**WORK TASK**
Take each line of the data that contains the string "mooring" and copy it.

Stored data entries
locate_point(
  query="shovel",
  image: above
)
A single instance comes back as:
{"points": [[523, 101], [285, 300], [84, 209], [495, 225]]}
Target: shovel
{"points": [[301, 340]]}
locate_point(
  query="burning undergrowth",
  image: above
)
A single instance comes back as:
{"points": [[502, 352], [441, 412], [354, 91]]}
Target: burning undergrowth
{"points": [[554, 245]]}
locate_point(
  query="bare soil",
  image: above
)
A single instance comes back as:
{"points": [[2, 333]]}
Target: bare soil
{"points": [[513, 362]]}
---
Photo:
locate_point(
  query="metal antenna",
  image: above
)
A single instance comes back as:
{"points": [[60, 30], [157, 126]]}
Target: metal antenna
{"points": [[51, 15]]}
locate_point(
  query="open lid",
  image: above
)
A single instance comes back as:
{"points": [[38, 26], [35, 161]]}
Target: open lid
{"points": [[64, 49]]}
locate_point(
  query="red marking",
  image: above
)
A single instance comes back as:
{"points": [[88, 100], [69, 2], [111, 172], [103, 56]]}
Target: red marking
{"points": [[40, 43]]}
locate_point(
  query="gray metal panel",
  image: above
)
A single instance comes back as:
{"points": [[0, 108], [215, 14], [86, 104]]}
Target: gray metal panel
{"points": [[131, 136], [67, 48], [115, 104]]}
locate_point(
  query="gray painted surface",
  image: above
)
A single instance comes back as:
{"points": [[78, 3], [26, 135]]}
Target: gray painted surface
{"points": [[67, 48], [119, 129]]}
...
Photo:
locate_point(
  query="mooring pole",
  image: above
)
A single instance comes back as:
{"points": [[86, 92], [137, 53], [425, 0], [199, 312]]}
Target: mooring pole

**ANSWER TO THE PROBLEM**
  query="mooring pole",
Target: mooring pole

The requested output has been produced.